**DATA SUPPLIED**:
— Begin —

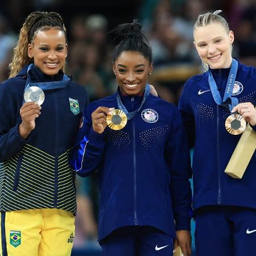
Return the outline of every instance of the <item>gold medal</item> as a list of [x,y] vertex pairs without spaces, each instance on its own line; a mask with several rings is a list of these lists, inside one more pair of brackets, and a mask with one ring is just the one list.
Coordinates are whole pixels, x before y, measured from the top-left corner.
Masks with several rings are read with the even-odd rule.
[[106,120],[109,128],[118,130],[126,125],[127,116],[121,109],[113,109],[111,111],[111,114],[106,116]]
[[24,92],[24,100],[26,102],[36,102],[39,106],[44,101],[44,93],[38,86],[30,86]]
[[246,122],[239,114],[232,114],[228,117],[225,122],[226,130],[233,135],[241,134],[245,130]]

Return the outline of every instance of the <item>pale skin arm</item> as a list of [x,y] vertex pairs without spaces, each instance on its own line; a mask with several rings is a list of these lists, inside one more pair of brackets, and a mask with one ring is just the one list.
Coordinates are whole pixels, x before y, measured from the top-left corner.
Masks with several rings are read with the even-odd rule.
[[35,127],[35,119],[41,114],[41,107],[35,102],[26,102],[20,108],[19,113],[22,121],[19,126],[20,137],[26,139]]
[[188,230],[177,230],[177,240],[174,240],[174,249],[180,246],[183,256],[190,256],[191,252],[191,235]]
[[246,122],[254,126],[256,125],[256,110],[251,102],[240,103],[237,105],[232,112],[237,112],[241,115]]
[[155,87],[154,87],[154,86],[152,85],[151,84],[150,84],[149,85],[150,86],[150,93],[154,95],[154,96],[158,97],[158,92],[155,89]]

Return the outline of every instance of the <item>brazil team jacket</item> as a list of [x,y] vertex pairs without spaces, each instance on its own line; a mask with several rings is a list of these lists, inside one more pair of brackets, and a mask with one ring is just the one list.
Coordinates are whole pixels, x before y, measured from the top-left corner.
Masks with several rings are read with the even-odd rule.
[[[0,209],[55,208],[75,213],[75,173],[68,158],[87,93],[73,81],[63,88],[46,90],[35,128],[24,140],[18,126],[27,69],[26,66],[0,85]],[[47,76],[35,67],[31,72],[34,82],[59,81],[63,76]]]
[[[211,69],[221,97],[230,68]],[[179,108],[195,146],[192,173],[193,208],[224,205],[256,209],[256,155],[254,153],[242,179],[224,172],[241,135],[225,129],[229,111],[215,103],[208,81],[208,72],[195,76],[185,84]],[[238,63],[232,96],[239,102],[256,104],[256,69]],[[255,130],[255,127],[253,129]]]
[[[119,130],[92,128],[98,106],[118,108],[114,94],[90,104],[79,132],[72,166],[86,176],[100,176],[99,240],[124,226],[151,226],[175,237],[190,229],[190,159],[185,129],[177,108],[150,94],[135,117]],[[129,112],[139,96],[121,96]]]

— End —

**SET EXERCISE**:
Please arrange all of the material above as a numbered list, one line per number, leaving out the blank lines and the pictures.

**TASK OUTPUT**:
1. Return the outline of every instance of the <item>gold medal</item> as a list of [x,y] vertex pairs without spaces, each instance on its own line; a mask with several rings is a list of these lists, inside one more pair of brackets, and a mask with one ring is just the one list.
2. Coordinates are whole pixels, x before y, measured from the top-left corner.
3. Masks with several rings are read with the even-odd rule.
4. [[106,120],[109,128],[118,130],[126,125],[127,116],[121,109],[113,109],[111,111],[111,114],[106,116]]
5. [[24,92],[24,100],[26,102],[36,102],[39,106],[44,101],[44,93],[38,86],[30,86]]
6. [[246,122],[239,114],[232,114],[228,117],[225,122],[226,130],[233,135],[241,134],[245,130]]
7. Return the outline of every instance of the <item>pale skin arm</item> as a list of [x,y] vertex pairs without spaces, each instance on its own line; a mask with several rings is a list of these lists, inside one more pair of brackets, and a mask with one ring is just the one list.
8. Coordinates are whole pixels, x before y, measured from the top-left corner.
9. Masks with several rings are read with the even-odd rule.
10. [[35,127],[35,119],[41,114],[41,107],[35,102],[26,102],[20,108],[19,113],[22,121],[19,126],[20,137],[26,139]]
11. [[188,230],[177,230],[177,240],[174,240],[174,249],[180,246],[183,256],[190,256],[191,252],[191,235]]
12. [[246,122],[254,126],[256,125],[256,110],[251,102],[240,103],[237,105],[232,112],[237,112],[241,115]]
13. [[155,87],[154,87],[154,86],[152,85],[151,84],[150,84],[149,85],[150,86],[150,93],[154,95],[154,96],[158,97],[158,92],[155,89]]
14. Return the outline of every instance of the <item>brazil team jacket</item> as a list of [x,y] vertex pairs without spaces, each instance on its own line; a mask with several rings is a list of these lists, inside one more pair of brackets, and a mask with one ring is just the one list.
15. Coordinates are whole pixels, x before y, measured from the top-left corner.
16. Masks with several rings are read with the even-odd rule.
17. [[[0,209],[55,208],[75,213],[75,173],[68,158],[87,93],[73,81],[63,88],[46,90],[35,128],[24,140],[18,126],[27,69],[26,66],[0,85]],[[47,76],[35,67],[31,72],[34,82],[59,81],[63,76]]]
18. [[[211,69],[221,97],[230,68]],[[179,108],[195,146],[192,173],[193,208],[224,205],[256,209],[256,155],[254,153],[242,179],[224,172],[241,135],[225,129],[229,111],[215,103],[208,81],[208,72],[195,76],[185,84]],[[238,63],[232,96],[239,102],[256,104],[256,69]],[[255,130],[255,127],[253,129]]]
19. [[[119,130],[92,128],[98,106],[118,108],[114,94],[90,104],[79,132],[72,166],[86,176],[100,176],[99,240],[124,226],[151,226],[175,237],[190,229],[190,159],[185,129],[177,108],[150,94],[135,117]],[[129,112],[139,96],[121,96]]]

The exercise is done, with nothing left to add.